| EXERCISE REQUIREMENTS |
A. Using the text on the ADH5 gene below, decide whether each statement agrees with it: (i) Class III alcohol dehydrogenase is made up of two chi subunits; (ii) the enzyme shows high activity for ethanol oxidation; (iii) S-hydroxymethyl-glutathione forms spontaneously from formaldehyde and glutathione. Give yes or no for each, along with the deciding words from the text.
B. Extend the text on the ADH5 gene below, picking up after its final sentence.

Protein-coding gene in the species Homo sapiens

Alcohol dehydrogenase class-3 is an enzyme that in humans is encoded by the ADH5 gene.

This gene encodes glutathione-dependent formaldehyde dehydrogenase or the class III alcohol dehydrogenase chi subunit, which is a member of the alcohol dehydrogenase family. Members of this family metabolize a wide variety of substrates, including ethanol, retinol, other aliphatic alcohols, hydroxysteroids, and lipid peroxidation products. Class III alcohol dehydrogenase is a homodimer composed of 2 chi subunits. It has virtually no activity for ethanol oxidation, but exhibits high activity for oxidation of long-chain primary alcohols and for oxidation of S-hydroxymethyl-glutathione, a spontaneous adduct between formaldehyde and glutathione.

| Items in a dataset |
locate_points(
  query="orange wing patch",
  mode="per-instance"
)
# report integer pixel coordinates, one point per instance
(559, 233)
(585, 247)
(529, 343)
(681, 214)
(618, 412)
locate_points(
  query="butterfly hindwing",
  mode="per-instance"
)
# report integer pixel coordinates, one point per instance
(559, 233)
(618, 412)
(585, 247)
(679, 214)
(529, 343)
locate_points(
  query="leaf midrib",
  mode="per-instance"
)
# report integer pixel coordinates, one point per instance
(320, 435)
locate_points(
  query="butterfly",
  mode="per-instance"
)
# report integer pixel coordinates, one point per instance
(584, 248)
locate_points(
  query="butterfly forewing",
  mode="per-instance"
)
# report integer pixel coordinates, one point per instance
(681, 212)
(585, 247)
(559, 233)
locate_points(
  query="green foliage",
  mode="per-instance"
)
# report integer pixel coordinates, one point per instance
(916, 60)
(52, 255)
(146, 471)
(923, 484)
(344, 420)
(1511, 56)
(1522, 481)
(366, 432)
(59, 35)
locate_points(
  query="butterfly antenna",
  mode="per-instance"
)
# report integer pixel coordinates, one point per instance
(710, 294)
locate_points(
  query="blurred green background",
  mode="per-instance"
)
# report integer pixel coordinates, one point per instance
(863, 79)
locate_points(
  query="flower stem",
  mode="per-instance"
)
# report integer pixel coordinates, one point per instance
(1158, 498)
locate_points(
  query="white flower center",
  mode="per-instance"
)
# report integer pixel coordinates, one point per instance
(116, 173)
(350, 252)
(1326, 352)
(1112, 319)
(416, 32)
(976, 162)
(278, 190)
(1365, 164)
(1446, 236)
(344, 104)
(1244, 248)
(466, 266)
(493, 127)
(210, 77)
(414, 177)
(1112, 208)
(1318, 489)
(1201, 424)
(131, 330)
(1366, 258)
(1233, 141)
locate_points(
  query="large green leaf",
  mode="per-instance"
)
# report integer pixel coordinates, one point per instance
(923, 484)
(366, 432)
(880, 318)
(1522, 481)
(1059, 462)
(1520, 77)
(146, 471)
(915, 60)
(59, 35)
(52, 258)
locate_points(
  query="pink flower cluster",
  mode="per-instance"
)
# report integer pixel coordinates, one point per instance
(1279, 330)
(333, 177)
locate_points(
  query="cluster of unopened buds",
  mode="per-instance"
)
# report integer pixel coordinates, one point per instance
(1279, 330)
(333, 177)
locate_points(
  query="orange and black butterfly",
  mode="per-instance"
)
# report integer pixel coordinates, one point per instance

| WRITTEN ANSWERS |
A.
(i) Yes: "Class III alcohol dehydrogenase is a homodimer composed of 2 chi subunits."
(ii) No: "It has virtually no activity for ethanol oxidation"
(iii) Yes: "S-hydroxymethyl-glutathione, a spontaneous adduct between formaldehyde and glutathione"

B.
This enzyme is an important component of cellular metabolism for the elimination of formaldehyde, a potent irritant and sensitizing agent that causes lacrymation, rhinitis, pharyngitis, and contact dermatitis.

==Clinical significance==
Mutations of the ADH5 gene and ALDH2 gene cause AMED syndrome, an autosomal recessive digenic multisystem disorder characterized by global developmental delay with impaired intellectual development, short stature, growth impairment and early development of myelodysplastic syndrome and bone marrow failure. The syndrome was first described in 2020.